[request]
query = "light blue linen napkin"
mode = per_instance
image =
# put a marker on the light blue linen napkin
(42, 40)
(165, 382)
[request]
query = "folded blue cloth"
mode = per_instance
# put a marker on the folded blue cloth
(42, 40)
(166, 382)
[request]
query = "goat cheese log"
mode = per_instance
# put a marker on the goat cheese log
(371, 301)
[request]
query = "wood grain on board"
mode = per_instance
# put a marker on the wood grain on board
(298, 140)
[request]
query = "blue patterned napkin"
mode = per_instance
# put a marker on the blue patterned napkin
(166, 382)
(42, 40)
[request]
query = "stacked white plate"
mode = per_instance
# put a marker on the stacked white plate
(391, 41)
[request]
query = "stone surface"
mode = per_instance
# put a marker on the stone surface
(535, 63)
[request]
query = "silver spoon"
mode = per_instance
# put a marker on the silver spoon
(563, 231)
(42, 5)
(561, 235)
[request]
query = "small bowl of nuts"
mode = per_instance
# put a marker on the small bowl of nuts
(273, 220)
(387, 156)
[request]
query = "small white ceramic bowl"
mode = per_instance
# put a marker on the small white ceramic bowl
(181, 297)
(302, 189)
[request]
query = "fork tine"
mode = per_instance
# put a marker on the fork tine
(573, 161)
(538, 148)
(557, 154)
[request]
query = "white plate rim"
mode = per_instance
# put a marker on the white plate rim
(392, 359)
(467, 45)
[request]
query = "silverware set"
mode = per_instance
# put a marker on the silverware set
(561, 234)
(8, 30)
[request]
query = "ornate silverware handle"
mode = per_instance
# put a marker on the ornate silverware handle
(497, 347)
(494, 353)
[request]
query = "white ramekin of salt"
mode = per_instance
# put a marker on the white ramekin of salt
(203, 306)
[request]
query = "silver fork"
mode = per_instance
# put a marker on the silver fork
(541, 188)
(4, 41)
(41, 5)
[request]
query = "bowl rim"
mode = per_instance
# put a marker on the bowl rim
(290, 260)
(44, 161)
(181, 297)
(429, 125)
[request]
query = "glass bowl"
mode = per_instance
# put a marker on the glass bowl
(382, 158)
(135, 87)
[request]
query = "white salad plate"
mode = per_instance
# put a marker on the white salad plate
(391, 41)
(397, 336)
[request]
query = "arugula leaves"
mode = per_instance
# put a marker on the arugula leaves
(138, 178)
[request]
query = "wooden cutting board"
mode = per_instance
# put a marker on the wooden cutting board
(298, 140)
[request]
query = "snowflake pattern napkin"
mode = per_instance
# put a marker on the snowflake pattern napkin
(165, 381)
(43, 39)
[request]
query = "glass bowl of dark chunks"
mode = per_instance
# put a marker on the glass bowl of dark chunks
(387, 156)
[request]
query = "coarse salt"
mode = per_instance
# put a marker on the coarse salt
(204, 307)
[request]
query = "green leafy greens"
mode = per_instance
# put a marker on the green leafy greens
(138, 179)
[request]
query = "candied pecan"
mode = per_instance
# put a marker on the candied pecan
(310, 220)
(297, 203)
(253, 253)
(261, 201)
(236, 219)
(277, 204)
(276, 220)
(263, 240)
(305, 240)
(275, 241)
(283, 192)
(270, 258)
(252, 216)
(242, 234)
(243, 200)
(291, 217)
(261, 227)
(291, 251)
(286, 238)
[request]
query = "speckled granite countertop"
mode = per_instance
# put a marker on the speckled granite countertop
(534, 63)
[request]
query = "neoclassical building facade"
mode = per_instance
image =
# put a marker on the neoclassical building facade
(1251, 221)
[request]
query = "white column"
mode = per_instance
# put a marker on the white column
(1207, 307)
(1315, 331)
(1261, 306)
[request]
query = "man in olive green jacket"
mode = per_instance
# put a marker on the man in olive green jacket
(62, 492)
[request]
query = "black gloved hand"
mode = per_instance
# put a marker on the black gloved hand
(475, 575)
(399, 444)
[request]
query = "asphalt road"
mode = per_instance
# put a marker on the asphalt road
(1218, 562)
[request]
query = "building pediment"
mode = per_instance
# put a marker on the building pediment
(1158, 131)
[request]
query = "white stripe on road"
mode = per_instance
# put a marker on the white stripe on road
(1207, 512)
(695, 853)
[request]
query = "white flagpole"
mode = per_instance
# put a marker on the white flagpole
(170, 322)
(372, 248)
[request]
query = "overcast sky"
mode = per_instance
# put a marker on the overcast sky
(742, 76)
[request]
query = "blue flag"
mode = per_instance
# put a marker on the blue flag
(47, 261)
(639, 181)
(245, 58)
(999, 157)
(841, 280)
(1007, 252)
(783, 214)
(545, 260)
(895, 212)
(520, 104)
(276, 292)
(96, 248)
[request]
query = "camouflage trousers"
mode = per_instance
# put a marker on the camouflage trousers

▶ [What you are asked to do]: Copy each line of the data exactly, leaving nothing out.

▶ [Response for this exercise]:
[request]
query = "light blue linen napkin"
mode = per_instance
image =
# put a marker on the light blue linen napkin
(42, 40)
(165, 382)
[request]
query = "folded blue cloth"
mode = per_instance
# put a marker on the folded blue cloth
(42, 40)
(166, 382)
[request]
query = "goat cheese log"
mode = per_instance
# put a marker on the goat cheese log
(371, 301)
[request]
query = "wood grain on board"
mode = per_instance
# put a marker on the wood grain on board
(298, 140)
[request]
query = "blue patterned napkin"
mode = per_instance
# put a marker on the blue patterned napkin
(166, 382)
(42, 40)
[request]
query = "stacked white plate"
mode = per_instance
# put a marker on the stacked white plate
(391, 41)
[request]
query = "stone surface"
mode = per_instance
# put a marker on the stone surface
(535, 63)
[request]
query = "silver spoon"
mode = per_instance
# put a marker on the silver spoon
(563, 231)
(42, 5)
(561, 235)
[request]
query = "small bowl of nuts"
mode = per_instance
# put a marker on the small bowl of nuts
(273, 220)
(387, 156)
[request]
query = "small white ceramic bowl"
mode = per_instance
# put a marker on the small white ceramic bowl
(181, 297)
(302, 189)
[request]
query = "fork tine"
mode = per_instance
# put a marker on the fork tine
(573, 161)
(538, 148)
(557, 154)
[request]
query = "white plate rim"
mode = per_instance
# put a marker on the white plate rim
(392, 359)
(467, 45)
[request]
query = "silverware set"
mode = per_instance
# put a marker on the silverware set
(561, 234)
(8, 30)
[request]
query = "ornate silverware handle"
mode = per_instance
# put a marker on the ornate silverware handle
(497, 347)
(494, 353)
[request]
query = "white ramekin of salt"
mode = per_instance
# put a marker on the white ramekin of salt
(203, 306)
[request]
query = "silver fork"
mode = per_instance
# put a marker on the silver fork
(541, 188)
(4, 41)
(41, 5)
[request]
query = "bowl rim"
mode = per_instance
# put a marker on the bowl rim
(290, 260)
(44, 161)
(181, 297)
(429, 125)
[request]
query = "glass bowl"
mode = per_instance
# put a marker on the glass bowl
(382, 158)
(135, 87)
[request]
query = "white salad plate"
mode = per_instance
# put a marker on the white salad plate
(391, 41)
(397, 336)
[request]
query = "arugula leaves"
mode = per_instance
# put a marker on the arugula leaves
(138, 178)
[request]
query = "wooden cutting board"
mode = per_instance
# put a marker on the wooden cutting board
(298, 140)
[request]
query = "snowflake pattern napkin"
mode = per_instance
# put a marker on the snowflake pattern napkin
(165, 381)
(43, 39)
[request]
query = "glass bowl of dark chunks"
mode = per_instance
# put a marker on the glass bowl of dark chunks
(387, 156)
[request]
query = "coarse salt"
mode = per_instance
# put a marker on the coarse salt
(204, 307)
[request]
query = "green leafy greens"
mode = per_instance
# put a marker on the green leafy greens
(138, 179)
[request]
query = "candied pecan"
mode = per_instance
# put a marker on the candied pecan
(310, 220)
(297, 203)
(253, 253)
(261, 201)
(236, 219)
(277, 204)
(276, 220)
(263, 240)
(305, 240)
(275, 241)
(283, 192)
(270, 258)
(252, 216)
(242, 234)
(243, 200)
(291, 217)
(261, 227)
(291, 251)
(286, 238)
[request]
query = "speckled granite countertop"
mode = per_instance
# put a marker on the speckled granite countertop
(534, 63)
[request]
query = "neoclassical building facade"
mode = per_instance
image =
# put a marker on the neoclassical building facade
(1251, 221)
[request]
query = "white column"
mode = per_instance
# put a marker on the white column
(1207, 307)
(1315, 331)
(1261, 306)
[request]
query = "man in olive green jacket"
mode = per_instance
# put a marker on the man in olive green jacket
(62, 492)
[request]
query = "black gloved hand"
mode = per_instance
# put a marker on the black gloved hand
(475, 575)
(399, 444)
[request]
query = "asphalt road"
mode = per_instance
# put a marker on the asphalt road
(1218, 562)
[request]
query = "building pediment"
mode = per_instance
# put a marker on the building pediment
(1158, 131)
[request]
query = "white stripe on road"
mode = per_instance
# put a marker on the white stripe on road
(1207, 512)
(695, 853)
[request]
query = "white flagpole"
mode = per_instance
# put a marker on the white flagpole
(170, 322)
(372, 248)
[request]
query = "overcast sky"
mode = per_instance
# put a marker on the overcast sky
(742, 76)
[request]
query = "blue flag"
mode = per_instance
# put a marker on the blue flag
(47, 261)
(639, 181)
(245, 58)
(999, 157)
(841, 280)
(1007, 252)
(783, 214)
(545, 260)
(895, 212)
(520, 104)
(276, 292)
(96, 248)
[request]
query = "camouflage trousers"
mode = per_instance
# put a marker on the camouflage trousers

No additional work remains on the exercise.